Texto para ler ->
No segundo bloco do programa, Dines e Bojunga discutiram a radicalização política ocorrida depois do golpe contra o presidente venezuelano e a greve petroleira, em 2002. A reportagem mostrou que em abril daquele ano, após uma greve geral que resultou na morte de 13 pessoas, um grupo de oficiais anunciou a renúncia de Hugo Chávez e colocou em seu lugar o empresário Pedro Carmona, da organização patronal Fedecámaras. Suas primeiras medidas foram a dissolução do Congresso e a demissão dos juízes do Supremo Tribunal. O então presidente dos Estados Unidos, George Bush, conferiu legitimidade ao novo governante. A Venezuela se dividiu. Chávez foi reconduzido ao poder por uma facção do Exército e contou com o apoio de milhares de partidários.


‘O setor opositor tinha suficiente força militar, civil, econômica, midiática e da igreja para derrotar Chávez, e conseguiu. O problema foi que, em menos de 48 horas, houve um reagrupamento da força militar e popular em favor de Chávez, que surge, reage e afasta os golpistas. Quando regressa da prisão, ele observa que as forças que o enfrentaram estão intactas, têm a mesma força, menos as Forças Armadas, que foram depuradas com a permissão do comandante’, explicou Eleazar Díaz Rangel, diretor do jornal Ultimas Notícias.

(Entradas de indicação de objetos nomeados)
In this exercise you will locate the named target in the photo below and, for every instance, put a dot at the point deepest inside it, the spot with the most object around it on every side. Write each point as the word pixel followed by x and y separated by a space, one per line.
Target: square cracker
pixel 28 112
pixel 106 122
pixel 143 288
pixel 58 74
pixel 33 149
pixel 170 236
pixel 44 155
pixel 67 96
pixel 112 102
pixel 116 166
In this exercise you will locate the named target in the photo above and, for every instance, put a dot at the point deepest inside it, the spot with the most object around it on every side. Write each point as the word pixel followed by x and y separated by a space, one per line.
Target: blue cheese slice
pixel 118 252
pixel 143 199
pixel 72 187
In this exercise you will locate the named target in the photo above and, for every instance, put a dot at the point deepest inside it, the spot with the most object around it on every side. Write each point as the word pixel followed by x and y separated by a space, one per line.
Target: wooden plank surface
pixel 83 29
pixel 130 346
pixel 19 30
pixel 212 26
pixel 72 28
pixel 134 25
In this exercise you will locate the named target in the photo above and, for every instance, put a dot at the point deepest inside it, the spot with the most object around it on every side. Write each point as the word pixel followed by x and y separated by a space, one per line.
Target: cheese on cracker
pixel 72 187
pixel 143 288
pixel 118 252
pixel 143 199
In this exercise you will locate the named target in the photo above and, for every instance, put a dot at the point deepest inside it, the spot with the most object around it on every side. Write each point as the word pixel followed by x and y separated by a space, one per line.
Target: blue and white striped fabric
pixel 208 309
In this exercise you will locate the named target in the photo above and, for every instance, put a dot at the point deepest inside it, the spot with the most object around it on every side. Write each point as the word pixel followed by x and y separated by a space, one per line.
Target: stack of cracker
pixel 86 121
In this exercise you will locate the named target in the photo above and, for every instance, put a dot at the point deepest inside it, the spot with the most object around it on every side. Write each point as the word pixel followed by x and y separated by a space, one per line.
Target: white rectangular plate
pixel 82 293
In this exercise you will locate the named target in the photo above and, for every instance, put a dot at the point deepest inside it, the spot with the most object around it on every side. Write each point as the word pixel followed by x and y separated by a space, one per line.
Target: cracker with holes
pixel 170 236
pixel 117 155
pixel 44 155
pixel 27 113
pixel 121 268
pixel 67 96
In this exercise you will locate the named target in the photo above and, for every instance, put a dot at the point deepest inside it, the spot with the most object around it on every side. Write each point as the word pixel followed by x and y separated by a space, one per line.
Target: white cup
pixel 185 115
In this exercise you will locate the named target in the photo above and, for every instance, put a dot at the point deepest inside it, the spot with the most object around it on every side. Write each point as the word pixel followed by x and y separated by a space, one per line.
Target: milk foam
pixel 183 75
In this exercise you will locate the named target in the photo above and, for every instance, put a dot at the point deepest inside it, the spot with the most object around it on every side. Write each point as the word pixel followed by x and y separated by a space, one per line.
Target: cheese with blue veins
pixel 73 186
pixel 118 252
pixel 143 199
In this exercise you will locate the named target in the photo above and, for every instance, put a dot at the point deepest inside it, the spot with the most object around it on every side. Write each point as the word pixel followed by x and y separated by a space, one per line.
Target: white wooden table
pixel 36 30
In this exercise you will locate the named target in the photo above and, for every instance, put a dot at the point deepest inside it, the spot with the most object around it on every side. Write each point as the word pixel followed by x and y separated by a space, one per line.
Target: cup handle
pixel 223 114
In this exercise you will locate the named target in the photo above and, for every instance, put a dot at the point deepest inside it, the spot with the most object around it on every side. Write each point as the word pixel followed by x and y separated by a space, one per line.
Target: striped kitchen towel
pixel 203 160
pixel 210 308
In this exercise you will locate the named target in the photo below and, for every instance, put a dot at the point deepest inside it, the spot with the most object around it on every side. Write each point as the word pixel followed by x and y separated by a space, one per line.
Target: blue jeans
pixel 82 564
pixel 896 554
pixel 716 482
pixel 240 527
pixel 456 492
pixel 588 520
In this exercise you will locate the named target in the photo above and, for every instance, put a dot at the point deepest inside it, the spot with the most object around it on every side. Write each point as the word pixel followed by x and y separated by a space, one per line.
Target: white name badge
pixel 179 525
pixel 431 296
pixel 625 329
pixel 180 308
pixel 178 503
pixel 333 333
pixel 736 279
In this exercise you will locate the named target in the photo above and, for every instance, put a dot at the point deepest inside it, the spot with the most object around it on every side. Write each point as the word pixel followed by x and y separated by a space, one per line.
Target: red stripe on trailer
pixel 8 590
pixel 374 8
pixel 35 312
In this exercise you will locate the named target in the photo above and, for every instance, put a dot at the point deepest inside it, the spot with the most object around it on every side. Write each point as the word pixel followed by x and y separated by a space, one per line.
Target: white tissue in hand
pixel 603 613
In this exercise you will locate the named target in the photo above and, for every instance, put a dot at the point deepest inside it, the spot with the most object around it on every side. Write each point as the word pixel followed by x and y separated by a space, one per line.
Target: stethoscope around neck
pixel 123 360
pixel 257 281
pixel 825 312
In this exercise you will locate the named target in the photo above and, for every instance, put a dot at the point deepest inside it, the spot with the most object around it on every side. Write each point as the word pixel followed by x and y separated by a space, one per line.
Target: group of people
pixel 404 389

O que se pede ->
1 - Transcreva do texto sobre a crise venezuelana o trecho entre "No segundo bloco" e "milhares de partidários.", inclusive.
2 - Retome o texto sobre a crise venezuelana a partir do ponto em que ele termina.
A listagem não tem relação com o texto sobre a crise venezuelana.

Respostas em ordem ->
1 -
No segundo bloco do programa, Dines e Bojunga discutiram a radicalização política ocorrida depois do golpe contra o presidente venezuelano e a greve petroleira, em 2002. A reportagem mostrou que em abril daquele ano, após uma greve geral que resultou na morte de 13 pessoas, um grupo de oficiais anunciou a renúncia de Hugo Chávez e colocou em seu lugar o empresário Pedro Carmona, da organização patronal Fedecámaras. Suas primeiras medidas foram a dissolução do Congresso e a demissão dos juízes do Supremo Tribunal. O então presidente dos Estados Unidos, George Bush, conferiu legitimidade ao novo governante. A Venezuela se dividiu. Chávez foi reconduzido ao poder por uma facção do Exército e contou com o apoio de milhares de partidários.

2 -
Sem conversa


Após a tentativa de diálogo com diferentes setores da sociedade, em dezembro, a oposição organizou uma greve patronal que durou mais de 60 dias. A produção de petróleo caiu drasticamente e a crise afetou transportes, bancos e produção de alimentos. André Cañizalles, integrante do Centro de Investigación de la Comunicación da Universidade Andrè Bello, avaliou que o golpe foi um erro da oposição venezuelana e que contribuiu para radicalizar o processo. Para Cañizalles, o início do governo Chávez foi mais plural, e a radicalização começou em 2002.


‘Este é um momento, em 2002, que a mídia em geral e as grandes cadeias de televisão se aliaram abertamente contra o governo, perderam a perspectiva crítica que têm de ter em relação aos outros poderes: econômicos, políticos, a oposição. E creio que ali cometeram muitos outros graves erros, justamente alimentando uma posição política que se reduzia a tirar o Chávez do poder’, disse. A mídia silenciou sobre a volta do presidente venezuelano ao poder e isso foi nocivo à democracia, na opinião de Cañizalles. A presença de Chávez no comando do país, mesmo que não se concorde com ela, correspondia ao desejo da maioria que o elegeu.


Na volta do debate ao vivo, Dines destacou que, mais uma vez, os entrevistados tinham posições políticas diferentes mas concordaram que a mídia radicalizou e não soube exercer o seu papel. Bojunga avaliou que a mídia partidarizada teve o ‘seu pior papel’ em 2002. Uma prova disso é que o golpe nasceu em um estúdio de televisão, na Venevisión. ‘Enquanto as ruas pegavam fogo, a mídia se omitia. As televisões colocavam no ar desenhos de Tom & Jerry’, lembrou. O jornalista explicou que o posicionamento dos meios de comunicação foi apoiado pela ‘América de Bush’.


Dines comentou que a polarização é travada sobretudo na arena televisiva. Bojunga explicou que Chávez tem consciência do poder de penetração da televisão nas camadas mais pobres da sociedade, por isso concentra suas ações na mídia eletrônica. ‘Mas a imprensa escrita, na medida em que a crise vai avançando, o projeto hegemônico comunicativo se implantando e as violências surgindo, vai na verdade desenvolver um papel crítico extremamente importante’, analisou Bojunga.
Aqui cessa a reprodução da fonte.